- _WORK REQUIRED_: Take the entries below and print only the lines from the one with "column 140, row 125" through the one with "of the large", exactly as they stand, both ends included.

- _DATA PROVIDED_:
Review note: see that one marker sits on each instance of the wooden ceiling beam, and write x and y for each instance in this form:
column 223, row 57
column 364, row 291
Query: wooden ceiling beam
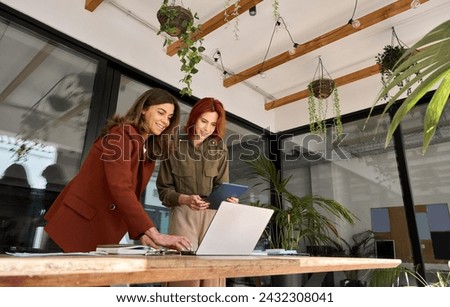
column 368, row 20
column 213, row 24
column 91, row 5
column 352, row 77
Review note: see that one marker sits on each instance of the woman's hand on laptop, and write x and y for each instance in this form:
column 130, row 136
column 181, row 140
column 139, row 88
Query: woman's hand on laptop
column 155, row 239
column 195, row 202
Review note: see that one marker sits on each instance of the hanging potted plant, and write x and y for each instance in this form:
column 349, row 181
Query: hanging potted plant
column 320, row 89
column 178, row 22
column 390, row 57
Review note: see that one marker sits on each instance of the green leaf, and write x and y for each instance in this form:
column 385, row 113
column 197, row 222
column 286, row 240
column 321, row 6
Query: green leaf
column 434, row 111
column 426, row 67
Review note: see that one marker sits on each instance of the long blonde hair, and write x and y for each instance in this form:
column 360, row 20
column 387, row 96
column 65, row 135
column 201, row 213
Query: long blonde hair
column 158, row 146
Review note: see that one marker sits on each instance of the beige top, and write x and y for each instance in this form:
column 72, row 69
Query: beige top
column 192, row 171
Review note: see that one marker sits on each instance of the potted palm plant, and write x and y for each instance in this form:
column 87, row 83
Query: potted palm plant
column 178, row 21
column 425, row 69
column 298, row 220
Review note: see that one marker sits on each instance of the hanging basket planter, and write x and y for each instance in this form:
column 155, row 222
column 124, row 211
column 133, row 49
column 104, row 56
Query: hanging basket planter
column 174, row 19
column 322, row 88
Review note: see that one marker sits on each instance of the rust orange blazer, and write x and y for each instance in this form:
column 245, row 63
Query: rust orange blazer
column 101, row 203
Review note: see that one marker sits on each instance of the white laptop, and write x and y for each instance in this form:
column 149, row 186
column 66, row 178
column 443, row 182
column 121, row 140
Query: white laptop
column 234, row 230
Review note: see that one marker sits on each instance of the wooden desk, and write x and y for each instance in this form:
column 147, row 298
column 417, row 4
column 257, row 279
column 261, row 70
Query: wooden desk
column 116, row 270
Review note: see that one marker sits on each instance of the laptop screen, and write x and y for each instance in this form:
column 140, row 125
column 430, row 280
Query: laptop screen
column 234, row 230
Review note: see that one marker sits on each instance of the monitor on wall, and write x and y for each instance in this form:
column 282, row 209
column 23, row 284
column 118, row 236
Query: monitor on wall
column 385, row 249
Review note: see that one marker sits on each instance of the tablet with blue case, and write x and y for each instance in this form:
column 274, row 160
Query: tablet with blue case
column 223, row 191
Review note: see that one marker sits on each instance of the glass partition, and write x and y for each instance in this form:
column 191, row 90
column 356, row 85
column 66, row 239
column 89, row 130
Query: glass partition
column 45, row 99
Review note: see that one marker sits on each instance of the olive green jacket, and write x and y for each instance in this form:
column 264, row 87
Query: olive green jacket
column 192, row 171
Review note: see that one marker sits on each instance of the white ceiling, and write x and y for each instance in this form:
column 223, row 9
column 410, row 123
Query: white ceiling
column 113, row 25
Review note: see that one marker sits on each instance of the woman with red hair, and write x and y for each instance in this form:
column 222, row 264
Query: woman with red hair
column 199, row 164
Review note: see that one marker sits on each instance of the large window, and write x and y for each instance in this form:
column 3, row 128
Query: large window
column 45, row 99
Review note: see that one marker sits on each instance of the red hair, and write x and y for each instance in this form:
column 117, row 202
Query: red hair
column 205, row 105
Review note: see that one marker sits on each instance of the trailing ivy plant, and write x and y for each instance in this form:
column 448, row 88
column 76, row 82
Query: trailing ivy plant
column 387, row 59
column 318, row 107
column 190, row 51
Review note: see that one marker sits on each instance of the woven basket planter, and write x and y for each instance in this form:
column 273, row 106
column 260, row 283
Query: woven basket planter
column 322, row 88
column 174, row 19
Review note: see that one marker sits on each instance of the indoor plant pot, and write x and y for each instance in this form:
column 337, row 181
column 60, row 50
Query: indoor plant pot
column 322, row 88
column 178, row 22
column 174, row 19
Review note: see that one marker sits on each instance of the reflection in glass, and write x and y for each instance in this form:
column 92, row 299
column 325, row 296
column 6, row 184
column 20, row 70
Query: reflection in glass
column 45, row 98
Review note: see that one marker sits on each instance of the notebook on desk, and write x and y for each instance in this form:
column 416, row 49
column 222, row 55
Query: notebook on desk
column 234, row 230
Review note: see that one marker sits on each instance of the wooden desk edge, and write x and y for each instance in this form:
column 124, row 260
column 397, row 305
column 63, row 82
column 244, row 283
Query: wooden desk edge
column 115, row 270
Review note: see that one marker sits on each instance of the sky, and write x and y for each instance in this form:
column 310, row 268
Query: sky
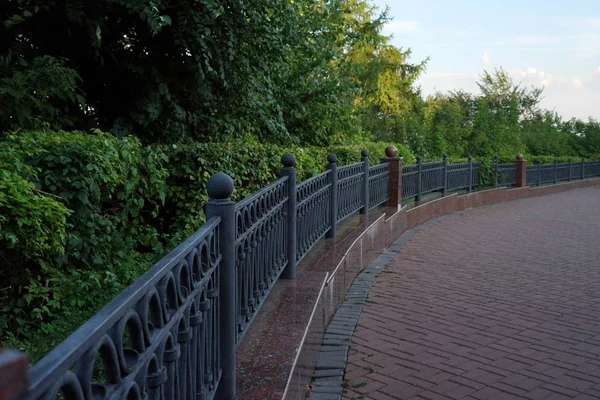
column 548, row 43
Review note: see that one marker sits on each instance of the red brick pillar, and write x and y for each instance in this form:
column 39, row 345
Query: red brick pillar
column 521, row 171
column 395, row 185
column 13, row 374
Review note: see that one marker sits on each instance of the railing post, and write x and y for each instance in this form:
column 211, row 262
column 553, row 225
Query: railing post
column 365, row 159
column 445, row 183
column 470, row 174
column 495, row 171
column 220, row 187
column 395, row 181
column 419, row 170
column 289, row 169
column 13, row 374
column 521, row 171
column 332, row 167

- _SOLUTION BELOW_:
column 140, row 125
column 430, row 280
Query: laptop screen
column 234, row 230
Review note: see that one marker sits on each instance of the monitor on wall, and write x and y for each instance in this form:
column 282, row 209
column 23, row 284
column 118, row 236
Query: monitor on wall
column 385, row 249
Review note: see that one marker sits on each instance of the tablet with blue case, and write x and y for each instance in this form:
column 274, row 160
Query: tablet with blue case
column 223, row 191
Review note: see that one marker sits on each instance of the glass partition, and write x and y for each instance in this form:
column 191, row 90
column 356, row 85
column 66, row 239
column 89, row 130
Query: glass partition
column 45, row 99
Review note: see that one marker sits on each instance of the olive green jacket, and write x and y for each instance in this form:
column 264, row 87
Query: olive green jacket
column 192, row 171
Review note: see that one marker sits on each instance of the white ceiling, and write x and y for each instance in this form:
column 223, row 9
column 410, row 123
Query: white ceiling
column 113, row 25
Review note: see that one marker sits on each instance of the woman with red hair, and write x and y for each instance in this form:
column 222, row 264
Query: woman with red hair
column 199, row 164
Review note: see that one marker sits on each instance of the large window, and write x and y for each instance in this form:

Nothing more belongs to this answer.